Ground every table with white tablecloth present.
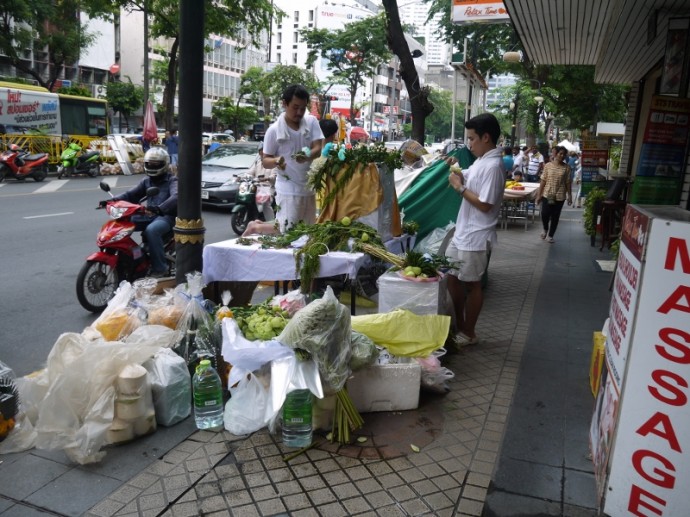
[501,182,539,230]
[203,235,414,313]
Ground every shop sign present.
[604,218,690,517]
[452,0,510,25]
[631,96,690,205]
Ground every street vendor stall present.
[501,181,539,230]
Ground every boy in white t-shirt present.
[263,84,323,232]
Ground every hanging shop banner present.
[631,96,690,205]
[580,136,609,197]
[604,210,690,517]
[589,368,620,501]
[604,205,649,393]
[451,0,510,25]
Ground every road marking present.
[22,212,74,219]
[34,180,69,194]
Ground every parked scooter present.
[230,174,275,235]
[0,144,48,182]
[77,181,175,312]
[58,142,103,179]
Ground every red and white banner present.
[604,212,690,517]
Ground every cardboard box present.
[347,361,422,413]
[376,271,453,316]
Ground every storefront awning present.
[504,0,688,84]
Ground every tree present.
[300,16,391,125]
[211,97,258,138]
[106,77,144,130]
[422,88,465,140]
[114,0,284,127]
[0,0,113,89]
[383,0,432,144]
[257,65,321,113]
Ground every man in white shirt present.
[446,113,506,346]
[262,84,323,232]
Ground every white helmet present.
[144,147,170,178]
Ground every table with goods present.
[0,140,460,464]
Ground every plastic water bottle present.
[192,359,223,431]
[283,390,312,448]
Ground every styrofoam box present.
[347,361,422,413]
[376,271,452,316]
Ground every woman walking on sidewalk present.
[537,146,573,243]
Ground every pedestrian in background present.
[537,146,573,244]
[503,147,515,179]
[526,145,544,183]
[446,113,506,346]
[163,128,180,167]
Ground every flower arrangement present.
[307,142,402,206]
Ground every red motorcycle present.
[0,144,48,183]
[77,182,175,312]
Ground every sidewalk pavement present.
[0,209,611,517]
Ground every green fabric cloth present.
[398,147,475,242]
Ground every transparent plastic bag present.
[278,286,352,391]
[143,349,192,426]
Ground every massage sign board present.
[590,205,690,517]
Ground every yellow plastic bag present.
[352,309,450,357]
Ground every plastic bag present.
[352,310,450,357]
[414,221,455,255]
[91,281,141,341]
[271,289,307,318]
[223,373,268,436]
[350,330,379,372]
[29,325,176,464]
[223,318,323,434]
[417,348,455,392]
[143,349,192,426]
[174,271,218,372]
[278,286,352,391]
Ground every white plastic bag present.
[143,348,192,426]
[223,373,268,436]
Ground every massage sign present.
[593,205,690,517]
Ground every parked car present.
[201,142,260,208]
[201,133,235,152]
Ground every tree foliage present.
[300,16,391,125]
[383,0,434,144]
[425,88,465,141]
[0,0,113,89]
[113,0,284,127]
[106,78,144,131]
[258,65,321,113]
[211,97,257,136]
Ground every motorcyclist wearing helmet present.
[100,147,177,277]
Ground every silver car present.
[201,142,260,208]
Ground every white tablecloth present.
[503,181,539,201]
[203,239,367,284]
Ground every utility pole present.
[174,0,206,284]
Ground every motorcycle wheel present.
[230,206,249,236]
[77,260,120,313]
[31,165,48,183]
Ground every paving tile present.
[256,498,287,515]
[318,502,350,517]
[0,454,72,498]
[340,496,371,515]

•••••

[Given exercise] Output verbatim the rows from the line containing "Ground every boy in white t-shirt present." through the line containing "[376,271,453,316]", both ends included.

[Completed exercise]
Ground every boy in white t-shirt present.
[263,84,323,232]
Ground every hanging shop banner present.
[631,96,690,205]
[580,136,609,197]
[604,210,690,517]
[589,368,620,501]
[604,205,649,393]
[451,0,510,25]
Ground every road marking present.
[22,212,74,219]
[34,180,69,194]
Ground every parked scooter present.
[230,174,275,235]
[0,144,48,182]
[77,181,175,312]
[58,142,103,179]
Ground every red and white banner present.
[604,212,690,517]
Ground every cardboard box present.
[347,361,422,413]
[376,271,453,316]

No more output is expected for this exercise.